__TASK STATEMENT__.
Please arrange every line of the rows below as a Markdown table with two columns, No and Line, numbering the lines in order and skipping any blank ones.

* START SUPPLIED MATERIAL *

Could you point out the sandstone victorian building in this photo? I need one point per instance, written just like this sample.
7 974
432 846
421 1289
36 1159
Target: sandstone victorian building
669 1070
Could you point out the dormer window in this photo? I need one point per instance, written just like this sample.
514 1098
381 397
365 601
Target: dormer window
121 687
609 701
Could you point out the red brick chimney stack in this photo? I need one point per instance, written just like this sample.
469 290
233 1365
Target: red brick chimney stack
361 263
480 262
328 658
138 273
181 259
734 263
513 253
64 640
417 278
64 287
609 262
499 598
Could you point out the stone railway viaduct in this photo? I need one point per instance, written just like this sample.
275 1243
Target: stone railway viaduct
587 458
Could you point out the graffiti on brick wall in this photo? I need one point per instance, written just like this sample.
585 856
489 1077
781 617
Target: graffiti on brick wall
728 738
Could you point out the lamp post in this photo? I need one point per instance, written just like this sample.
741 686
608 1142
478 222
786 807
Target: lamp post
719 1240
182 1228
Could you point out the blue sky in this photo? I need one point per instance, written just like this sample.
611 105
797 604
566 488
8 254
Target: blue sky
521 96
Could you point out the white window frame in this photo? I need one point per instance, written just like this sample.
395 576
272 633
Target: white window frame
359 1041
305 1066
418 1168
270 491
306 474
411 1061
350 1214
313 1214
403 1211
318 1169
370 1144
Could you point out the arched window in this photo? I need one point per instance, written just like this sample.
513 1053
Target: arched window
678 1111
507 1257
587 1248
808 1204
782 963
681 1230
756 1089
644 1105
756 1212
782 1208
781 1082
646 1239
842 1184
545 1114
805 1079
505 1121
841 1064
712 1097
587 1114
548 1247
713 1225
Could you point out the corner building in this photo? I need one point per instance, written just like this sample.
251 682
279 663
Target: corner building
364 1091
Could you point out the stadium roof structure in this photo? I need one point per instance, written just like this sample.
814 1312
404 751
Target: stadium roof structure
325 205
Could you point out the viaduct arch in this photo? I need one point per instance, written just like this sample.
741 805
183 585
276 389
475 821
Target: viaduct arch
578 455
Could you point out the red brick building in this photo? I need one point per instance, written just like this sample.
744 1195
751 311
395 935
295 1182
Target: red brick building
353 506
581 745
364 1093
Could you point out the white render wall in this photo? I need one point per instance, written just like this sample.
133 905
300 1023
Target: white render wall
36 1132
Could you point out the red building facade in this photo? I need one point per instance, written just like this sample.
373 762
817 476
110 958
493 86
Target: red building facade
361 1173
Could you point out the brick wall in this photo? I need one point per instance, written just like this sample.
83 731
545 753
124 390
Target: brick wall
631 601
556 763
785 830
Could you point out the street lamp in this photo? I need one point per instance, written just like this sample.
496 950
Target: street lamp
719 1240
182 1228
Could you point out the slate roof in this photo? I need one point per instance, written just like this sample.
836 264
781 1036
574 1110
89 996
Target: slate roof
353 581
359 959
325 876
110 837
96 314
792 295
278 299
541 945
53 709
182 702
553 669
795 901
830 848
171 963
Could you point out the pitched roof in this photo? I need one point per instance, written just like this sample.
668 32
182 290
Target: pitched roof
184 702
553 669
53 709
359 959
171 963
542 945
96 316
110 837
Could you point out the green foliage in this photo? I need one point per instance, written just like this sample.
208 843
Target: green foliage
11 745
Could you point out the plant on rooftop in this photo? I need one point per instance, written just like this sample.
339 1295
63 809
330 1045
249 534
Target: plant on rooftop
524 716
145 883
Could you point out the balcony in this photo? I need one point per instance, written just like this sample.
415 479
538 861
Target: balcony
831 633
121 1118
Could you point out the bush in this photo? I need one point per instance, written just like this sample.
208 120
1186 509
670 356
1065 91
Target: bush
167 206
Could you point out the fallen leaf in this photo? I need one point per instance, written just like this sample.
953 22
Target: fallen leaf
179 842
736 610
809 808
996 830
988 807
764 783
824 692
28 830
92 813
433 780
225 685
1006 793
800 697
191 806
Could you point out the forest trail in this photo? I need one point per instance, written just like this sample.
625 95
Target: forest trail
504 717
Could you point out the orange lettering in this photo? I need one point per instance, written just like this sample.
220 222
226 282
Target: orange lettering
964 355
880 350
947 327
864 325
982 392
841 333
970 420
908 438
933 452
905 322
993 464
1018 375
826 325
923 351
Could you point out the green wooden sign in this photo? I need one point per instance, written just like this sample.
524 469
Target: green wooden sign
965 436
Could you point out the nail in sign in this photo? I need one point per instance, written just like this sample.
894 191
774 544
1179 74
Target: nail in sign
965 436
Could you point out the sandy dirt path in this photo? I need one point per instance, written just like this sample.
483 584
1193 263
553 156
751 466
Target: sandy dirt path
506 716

* END SUPPLIED MATERIAL *

__EXPECTED ANSWER__.
| No | Line |
|---|---|
| 1 | Could you point out the sandstone victorian building in this photo? I need one point per instance, written just like this sample. |
| 2 | 7 974 |
| 3 | 432 846 |
| 4 | 421 1289 |
| 5 | 36 1159 |
| 6 | Target: sandstone victorian building |
| 7 | 669 1070 |
| 8 | Could you point out the dormer window in this photo? I need one point per instance, written just like this sample. |
| 9 | 514 1098 |
| 10 | 381 397 |
| 11 | 365 601 |
| 12 | Target: dormer window |
| 13 | 121 687 |
| 14 | 609 701 |
| 15 | Could you point out the red brick chimney stack in this photo? I need one point per instance, written just like this sample. |
| 16 | 469 290 |
| 17 | 233 1365 |
| 18 | Target: red brick chimney stack |
| 19 | 361 263 |
| 20 | 480 262 |
| 21 | 328 658 |
| 22 | 138 273 |
| 23 | 181 259 |
| 24 | 734 263 |
| 25 | 513 253 |
| 26 | 64 640 |
| 27 | 417 278 |
| 28 | 64 287 |
| 29 | 609 262 |
| 30 | 499 598 |
| 31 | Could you point out the stone railway viaduct in this photo? I need one point per instance, written just like this sample. |
| 32 | 275 1243 |
| 33 | Target: stone railway viaduct |
| 34 | 587 458 |
| 35 | Could you point out the graffiti on brick wall in this photo? I need one point per instance, written just like this sample. |
| 36 | 585 856 |
| 37 | 489 1077 |
| 38 | 781 617 |
| 39 | Target: graffiti on brick wall |
| 40 | 728 738 |
| 41 | Could you point out the lamp post in this photo? I need one point per instance, written just like this sample. |
| 42 | 741 686 |
| 43 | 608 1142 |
| 44 | 478 222 |
| 45 | 786 807 |
| 46 | Target: lamp post |
| 47 | 719 1240 |
| 48 | 182 1228 |
| 49 | Could you point out the blue sky in this photo? I need one point per instance, written just like this sample. |
| 50 | 611 105 |
| 51 | 797 604 |
| 52 | 566 488 |
| 53 | 8 254 |
| 54 | Target: blue sky |
| 55 | 521 96 |
| 56 | Could you point out the white window frame in this photo? I need one point per instance, written just like this sample. |
| 57 | 395 576 |
| 58 | 272 633 |
| 59 | Target: white window frame |
| 60 | 359 1041 |
| 61 | 305 1066 |
| 62 | 418 1168 |
| 63 | 270 491 |
| 64 | 306 474 |
| 65 | 411 1061 |
| 66 | 350 1214 |
| 67 | 313 1214 |
| 68 | 403 1211 |
| 69 | 318 1169 |
| 70 | 370 1144 |
| 71 | Could you point out the arched window in this photo? I need one point per instance, written just like this sample. |
| 72 | 513 1053 |
| 73 | Target: arched window |
| 74 | 678 1111 |
| 75 | 507 1257 |
| 76 | 587 1248 |
| 77 | 808 1204 |
| 78 | 782 963 |
| 79 | 681 1230 |
| 80 | 756 1089 |
| 81 | 644 1105 |
| 82 | 756 1212 |
| 83 | 782 1208 |
| 84 | 781 1082 |
| 85 | 646 1239 |
| 86 | 842 1184 |
| 87 | 545 1114 |
| 88 | 805 1079 |
| 89 | 505 1121 |
| 90 | 841 1064 |
| 91 | 712 1097 |
| 92 | 587 1114 |
| 93 | 548 1247 |
| 94 | 713 1225 |
| 95 | Could you point out the corner building in this photo? I need one point per instance, written just like this sample. |
| 96 | 251 682 |
| 97 | 279 663 |
| 98 | Target: corner building |
| 99 | 364 1091 |
| 100 | Could you point out the stadium roof structure in this photo? I need one point per instance, written just like this sample. |
| 101 | 814 1312 |
| 102 | 404 751 |
| 103 | Target: stadium roof structure |
| 104 | 325 205 |
| 105 | Could you point out the viaduct arch in this photo? I need one point per instance, written just like this sample. |
| 106 | 741 805 |
| 107 | 183 585 |
| 108 | 276 389 |
| 109 | 475 821 |
| 110 | Target: viaduct arch |
| 111 | 578 455 |
| 112 | Could you point out the red brick building in this photo? I need one point per instance, written just like this sample. |
| 113 | 744 1195 |
| 114 | 751 311 |
| 115 | 395 935 |
| 116 | 295 1182 |
| 117 | Target: red brick building |
| 118 | 353 506 |
| 119 | 581 745 |
| 120 | 364 1093 |
| 121 | Could you point out the white render wall in this photo? I need one point per instance, written just like this sample. |
| 122 | 133 905 |
| 123 | 300 1023 |
| 124 | Target: white render wall |
| 125 | 36 1132 |
| 126 | Could you point out the red building facade in this photo? I need one point per instance, written just like this sample. |
| 127 | 373 762 |
| 128 | 817 476 |
| 129 | 110 958 |
| 130 | 493 86 |
| 131 | Target: red building facade |
| 132 | 361 1173 |
| 133 | Could you point out the brick wall in this photo? I need one point per instance, written just like this sample. |
| 134 | 83 731 |
| 135 | 545 753 |
| 136 | 124 390 |
| 137 | Target: brick wall |
| 138 | 631 601 |
| 139 | 556 763 |
| 140 | 785 830 |
| 141 | Could you point out the street lamp in this photo? I need one point per instance, written just like this sample. |
| 142 | 496 950 |
| 143 | Target: street lamp |
| 144 | 719 1240 |
| 145 | 182 1228 |
| 146 | Could you point out the slate roof in this photo? I need one point per instance, written just like this sample. |
| 147 | 836 264 |
| 148 | 781 1036 |
| 149 | 574 1110 |
| 150 | 89 996 |
| 151 | Target: slate roof |
| 152 | 353 581 |
| 153 | 359 959 |
| 154 | 325 876 |
| 155 | 110 837 |
| 156 | 96 314 |
| 157 | 792 295 |
| 158 | 278 299 |
| 159 | 541 945 |
| 160 | 53 709 |
| 161 | 182 702 |
| 162 | 553 669 |
| 163 | 795 901 |
| 164 | 830 848 |
| 165 | 171 963 |
| 166 | Could you point out the pitched roof in this photo? I need one point per instance, written just like this sample. |
| 167 | 668 32 |
| 168 | 182 290 |
| 169 | Target: pitched roof |
| 170 | 184 702 |
| 171 | 553 669 |
| 172 | 53 709 |
| 173 | 359 959 |
| 174 | 171 963 |
| 175 | 542 945 |
| 176 | 96 316 |
| 177 | 110 837 |
| 178 | Could you point out the green foliage in this photo? I need one point per instance, written just like this sample. |
| 179 | 208 843 |
| 180 | Target: green foliage |
| 181 | 11 745 |
| 182 | Could you point out the plant on rooftop in this photo? I need one point per instance, written just like this sample. |
| 183 | 339 1295 |
| 184 | 63 809 |
| 185 | 330 1045 |
| 186 | 249 534 |
| 187 | Target: plant on rooftop |
| 188 | 524 716 |
| 189 | 145 883 |
| 190 | Could you point out the balcony in this photo? I need one point per instance, written just like this sample. |
| 191 | 415 479 |
| 192 | 538 861 |
| 193 | Target: balcony |
| 194 | 831 633 |
| 195 | 121 1118 |
| 196 | Could you point out the bush in this photo? I need one point per instance, written just like this sample. |
| 197 | 208 120 |
| 198 | 1186 509 |
| 199 | 670 356 |
| 200 | 1065 91 |
| 201 | Target: bush |
| 202 | 167 206 |
| 203 | Could you point out the fallen leaf in this photo? I need one point per instance, written just like this sample. |
| 204 | 953 22 |
| 205 | Target: fallen leaf |
| 206 | 179 842 |
| 207 | 736 610 |
| 208 | 809 808 |
| 209 | 996 830 |
| 210 | 988 807 |
| 211 | 764 783 |
| 212 | 824 692 |
| 213 | 28 830 |
| 214 | 92 813 |
| 215 | 433 780 |
| 216 | 225 685 |
| 217 | 1006 793 |
| 218 | 800 697 |
| 219 | 191 806 |
| 220 | Could you point out the forest trail in this photo? I need one point per instance, written just like this sample. |
| 221 | 625 95 |
| 222 | Target: forest trail |
| 223 | 504 717 |
| 224 | Could you point out the orange lettering in this photo? I need one point per instance, written just like this sample. |
| 225 | 220 222 |
| 226 | 226 282 |
| 227 | Target: orange lettering |
| 228 | 964 355 |
| 229 | 880 350 |
| 230 | 947 327 |
| 231 | 864 325 |
| 232 | 982 392 |
| 233 | 841 333 |
| 234 | 970 420 |
| 235 | 908 438 |
| 236 | 933 452 |
| 237 | 905 322 |
| 238 | 993 464 |
| 239 | 1018 375 |
| 240 | 826 325 |
| 241 | 923 351 |
| 242 | Could you point out the green wooden sign in this photo? I need one point per instance, written just like this sample. |
| 243 | 524 469 |
| 244 | Target: green wooden sign |
| 245 | 965 436 |
| 246 | Could you point out the nail in sign in this photo? I need one point per instance, written just like this sample. |
| 247 | 894 191 |
| 248 | 774 544 |
| 249 | 1179 74 |
| 250 | Target: nail in sign |
| 251 | 965 436 |
| 252 | Could you point out the sandy dirt path in this photo? I need one point per instance, written just like this sample. |
| 253 | 483 584 |
| 254 | 1193 263 |
| 255 | 553 156 |
| 256 | 751 466 |
| 257 | Target: sandy dirt path |
| 258 | 506 716 |